- _AIM OF THE TASK_: In full and without deviation, write out the entries that follow.

Object position labeling entries:

..........

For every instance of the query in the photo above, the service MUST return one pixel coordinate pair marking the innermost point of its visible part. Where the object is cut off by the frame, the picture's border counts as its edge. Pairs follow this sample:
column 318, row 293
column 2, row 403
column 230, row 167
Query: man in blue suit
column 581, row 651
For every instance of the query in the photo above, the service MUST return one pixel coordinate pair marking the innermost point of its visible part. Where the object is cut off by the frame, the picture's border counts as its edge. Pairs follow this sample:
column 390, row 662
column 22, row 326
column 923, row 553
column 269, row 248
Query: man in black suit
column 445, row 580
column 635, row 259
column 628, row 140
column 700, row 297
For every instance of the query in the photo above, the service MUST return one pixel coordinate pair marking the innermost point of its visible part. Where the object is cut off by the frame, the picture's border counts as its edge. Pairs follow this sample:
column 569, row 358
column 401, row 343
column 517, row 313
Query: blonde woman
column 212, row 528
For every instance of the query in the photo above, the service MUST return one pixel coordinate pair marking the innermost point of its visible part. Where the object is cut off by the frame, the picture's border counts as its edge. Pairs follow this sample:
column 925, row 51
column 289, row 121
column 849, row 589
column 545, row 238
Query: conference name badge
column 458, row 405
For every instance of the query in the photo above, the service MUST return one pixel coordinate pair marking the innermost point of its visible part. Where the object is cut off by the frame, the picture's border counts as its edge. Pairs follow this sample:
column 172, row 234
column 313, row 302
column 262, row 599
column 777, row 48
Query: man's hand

..........

- _THE ANSWER_:
For every instance of the query in the photo above, the service MUST return one pixel coordinate pair marking the innermost point of its visible part. Where the object is cut off by the frame, the picture's border counts as its edge. Pairs follow this sample:
column 318, row 293
column 2, row 403
column 230, row 167
Query: man in blue suit
column 581, row 651
For every instance of the query in the photo above, the service MUST return one pixel coordinate pair marking the innermost point of its visible part. Where the object is cut off by the frame, the picture's border counts as its edge. Pairs follow this sample:
column 390, row 662
column 22, row 326
column 923, row 553
column 269, row 248
Query: man in black suit
column 445, row 580
column 635, row 259
column 628, row 140
column 700, row 297
For every instance of the query in the photo above, the service MUST return one pixel coordinate pair marking the innermost point of its visible part. Where the object is cut off by the frame, the picture's border counts as its edge. Pairs follow this sample:
column 569, row 358
column 401, row 343
column 517, row 313
Query: blonde woman
column 212, row 528
For every instance of the query in the photo above, the service MUST return one pixel coordinate pair marking the innermost point of its visible part. Where the object is cut off by the frame, the picture's border counts as its edge. Pairs follow this sample:
column 925, row 51
column 289, row 121
column 849, row 589
column 545, row 238
Query: conference name badge
column 458, row 405
For every instance of the query in the photo above, the service MUST return one pixel coordinate pair marking the innermost point of its visible part. Where the object is cut off by the frame, the picture's border counts as its edge. Pairs follow this sample:
column 172, row 234
column 313, row 302
column 262, row 599
column 777, row 48
Query: man's hand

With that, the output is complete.